Directive »
Quote the rows below line for line, leaving out the pictures.

>> begin Exercise materials

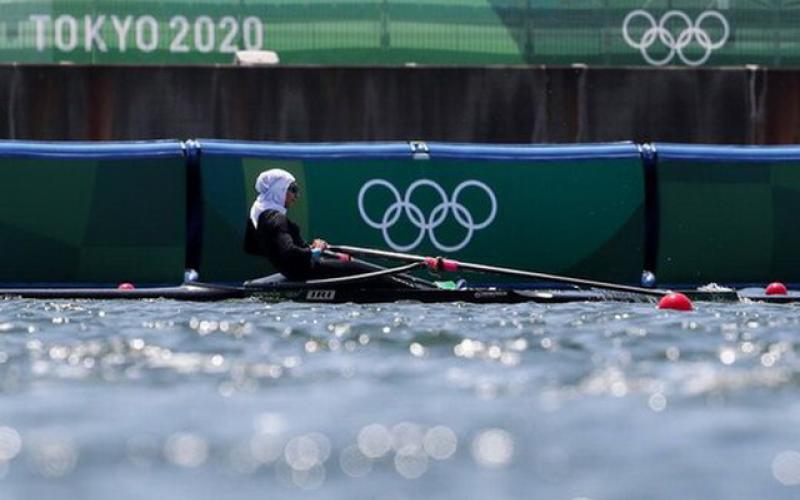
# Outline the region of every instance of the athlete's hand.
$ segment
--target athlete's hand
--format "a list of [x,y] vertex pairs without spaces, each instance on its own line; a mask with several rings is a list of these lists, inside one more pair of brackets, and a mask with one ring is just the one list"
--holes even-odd
[[320,250],[327,250],[328,242],[325,240],[316,239],[311,242],[311,248],[319,248]]

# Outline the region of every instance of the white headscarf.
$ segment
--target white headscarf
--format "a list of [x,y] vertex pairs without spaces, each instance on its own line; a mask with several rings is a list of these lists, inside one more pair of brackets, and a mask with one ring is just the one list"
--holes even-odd
[[256,180],[258,197],[250,208],[250,220],[258,227],[258,218],[265,210],[277,210],[286,213],[286,190],[295,182],[294,176],[280,168],[261,172]]

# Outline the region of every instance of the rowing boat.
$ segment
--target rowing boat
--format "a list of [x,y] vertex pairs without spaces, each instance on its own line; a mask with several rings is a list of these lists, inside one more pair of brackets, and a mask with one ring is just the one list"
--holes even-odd
[[[515,304],[534,302],[559,304],[569,302],[656,302],[674,291],[604,283],[567,276],[543,274],[518,269],[470,264],[442,258],[400,254],[358,247],[332,247],[347,255],[401,260],[399,267],[386,268],[373,264],[373,271],[338,278],[292,282],[276,274],[241,285],[191,282],[173,287],[124,288],[0,288],[0,297],[33,299],[175,299],[220,301],[256,298],[266,302],[306,303],[390,303],[400,301],[422,303]],[[407,274],[419,268],[436,272],[466,270],[503,274],[538,280],[521,287],[458,287],[431,282]],[[387,276],[402,277],[412,286],[386,287],[380,281]],[[542,288],[542,282],[560,287]],[[678,290],[691,300],[710,302],[800,303],[800,293],[767,294],[761,288],[733,290],[717,286]]]
[[[766,295],[762,289],[735,292],[681,290],[695,301],[800,303],[800,294]],[[305,283],[279,286],[225,286],[190,283],[175,287],[145,287],[133,290],[117,288],[0,288],[0,297],[28,299],[172,299],[182,301],[222,301],[253,298],[264,302],[304,302],[320,304],[375,304],[391,302],[517,304],[533,302],[562,304],[569,302],[656,302],[657,298],[636,293],[608,290],[464,288],[464,289],[381,289],[364,287],[320,287]]]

>> end Exercise materials

Written solution »
# Outline the region of every instance of the athlete's hand.
$ segment
--target athlete's hand
--format "a list of [x,y] vertex pairs without spaces, each instance on its own line; a mask with several rings is a list of these lists, inside one more pair of brackets, and a mask with one ring is just the one list"
--holes even-odd
[[320,250],[327,250],[328,242],[325,240],[316,239],[311,242],[311,248],[319,248]]

# Outline the region of every instance of the white headscarf.
$ segment
--target white headscarf
--format "a list of [x,y] vertex pairs without spaces, each instance on its own line; a mask with several rings is a list of these lists, inside one more pair of brackets, and a mask with one ring is just the one list"
--holes even-odd
[[256,180],[258,197],[250,208],[250,220],[258,227],[258,218],[265,210],[277,210],[286,213],[286,190],[295,182],[294,176],[280,168],[261,172]]

# Outline the region of every instance of the rowing boat.
$ segment
--target rowing boat
--format "a list of [x,y] vertex pairs without spaces, each instance on its own line; a mask with several rings is a list of these lists, inside one more pair of brackets, and a mask with one ring is just the one list"
--holes even-odd
[[[515,304],[534,302],[559,304],[569,302],[656,302],[674,291],[604,283],[567,276],[543,274],[518,269],[470,264],[442,258],[400,254],[358,247],[332,247],[347,255],[401,260],[399,267],[386,268],[373,264],[373,271],[338,278],[292,282],[276,274],[241,285],[191,282],[173,287],[124,288],[0,288],[0,297],[33,299],[175,299],[220,301],[256,298],[266,302],[306,303],[390,303],[400,301],[422,303]],[[407,274],[419,268],[436,272],[466,270],[503,274],[538,280],[521,287],[458,287],[431,282]],[[387,276],[402,277],[412,286],[386,287],[380,281]],[[542,288],[542,282],[560,287]],[[678,290],[691,300],[710,302],[800,303],[800,293],[767,294],[761,288],[733,290],[717,286]]]
[[[766,295],[762,289],[735,292],[681,290],[695,301],[800,303],[800,294]],[[305,283],[279,286],[225,286],[190,283],[175,287],[145,287],[133,290],[117,288],[0,288],[0,297],[28,299],[172,299],[182,301],[222,301],[253,298],[264,302],[304,302],[320,304],[375,304],[391,302],[517,304],[533,302],[562,304],[569,302],[656,302],[657,298],[636,293],[608,290],[464,288],[464,289],[381,289],[364,287],[320,287]]]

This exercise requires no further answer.